France : le syndicat CGT sous le coup d'un acharnement répressif
Par hanlinPublié le
Selon la CGT, environ 1 000 membres syndiqués font face à des poursuites et des procédures disciplinaires pour avoir participé à des grèves lors du mouvement social contre la réforme des retraites.
La répression à leur encontre s'est intensifiée depuis 2016. Un syndicaliste témoigne : « La police est venue chez moi à 6 heures du matin. Ma femme et mes enfants étaient présents. Pendant ce temps, j'étais à Fos-sur-Mer pour participer à un piquet de grève. C'était une opération visant cinq militants de la CGT. »
Renaud, secrétaire général du syndicat CGT énergies de Marseille, est convoqué devant le tribunal correctionnel le 15 septembre, aux côtés de deux autres militants de la fédération.
Leur crime présumé ? Avoir retiré des cartes SIM des compteurs Linky, ce qui a empêché Enedis d'effectuer des coupures de courant à distance, notamment pour des impayés. Une enquête a été ouverte suite à un signalement du gestionnaire du réseau de distribution d'électricité.
« La police a perquisitionné chez moi, avec la mobilisation de 20 agents au total »
« Nous restituons les cartes SIM, tout comme les clés des véhicules de service que nous pouvons retenir temporairement. Il n'y a jamais de vol », déclare Laurence Casasreales, responsable des questions de répression à la FNME (fédération nationale mines énergies).
Renaud déplore les conséquences médiatiques de son action : « La police a perquisitionné chez moi, avec la mobilisation de 20 agents au total, ce qui est totalement disproportionné. On arrête des trafiquants de drogue ou des assassins à 6 heures du matin, pas des syndicalistes. »
En raison d'un contrôle judiciaire, le syndicaliste a dû payer une caution de 5 000 euros et est interdit de se rendre sur les sites d'Enedis.
À Bordeaux, deux autres militants de la FNME seront traduits devant le tribunal correctionnel le 21 novembre pour des accusations de réduction de consommation d'énergie. La CGT paie un lourd tribut en matière de répression antisyndicale.
Selon Céline Verzeletti, près de 1 000 membres de la CGT font l'objet de licenciements, de sanctions disciplinaires ou de poursuites judiciaires.
La loi travail et les ordonnances Macron
La secrétaire confédérale chargée des discriminations syndicales souligne qu'un tournant a été amorcé entre 2016 et 2017, avec la loi travail et les ordonnances de Macron.
« Nous constatons une tendance à cibler les responsables syndicaux, en particulier ceux de nos unions départementales (UD). Cette répression ne se limite plus aux lieux de travail, mais se traduit également par des procédures judiciaires. La convocation de Sébastien Menesplier marque une nouvelle étape. », explique-t-elle.

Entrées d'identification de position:
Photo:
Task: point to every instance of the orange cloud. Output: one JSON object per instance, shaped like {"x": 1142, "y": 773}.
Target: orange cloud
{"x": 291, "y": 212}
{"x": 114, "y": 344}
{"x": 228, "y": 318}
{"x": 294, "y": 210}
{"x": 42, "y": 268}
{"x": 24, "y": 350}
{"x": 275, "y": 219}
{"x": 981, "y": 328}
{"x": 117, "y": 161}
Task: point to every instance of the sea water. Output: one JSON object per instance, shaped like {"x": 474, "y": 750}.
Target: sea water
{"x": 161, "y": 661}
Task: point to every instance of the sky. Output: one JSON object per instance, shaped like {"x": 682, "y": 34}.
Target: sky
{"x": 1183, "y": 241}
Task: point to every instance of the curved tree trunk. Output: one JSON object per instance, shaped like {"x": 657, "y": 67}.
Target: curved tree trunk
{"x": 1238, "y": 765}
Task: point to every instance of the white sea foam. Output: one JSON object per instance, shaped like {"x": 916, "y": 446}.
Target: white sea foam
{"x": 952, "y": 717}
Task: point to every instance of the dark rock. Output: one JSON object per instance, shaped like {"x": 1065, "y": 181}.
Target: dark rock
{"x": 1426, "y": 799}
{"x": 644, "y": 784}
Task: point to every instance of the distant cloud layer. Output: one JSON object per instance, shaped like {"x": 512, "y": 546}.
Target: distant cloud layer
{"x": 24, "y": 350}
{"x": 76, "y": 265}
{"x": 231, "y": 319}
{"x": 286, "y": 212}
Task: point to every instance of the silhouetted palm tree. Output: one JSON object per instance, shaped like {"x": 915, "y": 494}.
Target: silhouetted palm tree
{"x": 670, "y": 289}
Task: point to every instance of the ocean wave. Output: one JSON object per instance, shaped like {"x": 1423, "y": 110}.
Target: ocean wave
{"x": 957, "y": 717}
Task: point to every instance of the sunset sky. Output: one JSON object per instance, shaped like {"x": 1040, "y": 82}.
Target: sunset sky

QUESTION BRÈVE 1 = D'après l'article sur la répression visant la CGT, à quelle date Renaud est-il convoqué devant le tribunal correctionnel ?
QUESTION BRÈVE 2 = Recopiez le passage de l'article sur la répression visant la CGT qui commence par « En raison d'un » et se poursuit jusqu'à « de répression antisyndicale. ».
Les entrées ne sont pas nécessaires ici.

RÉPONSE RÉDIGÉE 1 = Le 15 septembre.

RÉPONSE RÉDIGÉE 2 =
En raison d'un contrôle judiciaire, le syndicaliste a dû payer une caution de 5 000 euros et est interdit de se rendre sur les sites d'Enedis.
À Bordeaux, deux autres militants de la FNME seront traduits devant le tribunal correctionnel le 21 novembre pour des accusations de réduction de consommation d'énergie. La CGT paie un lourd tribut en matière de répression antisyndicale.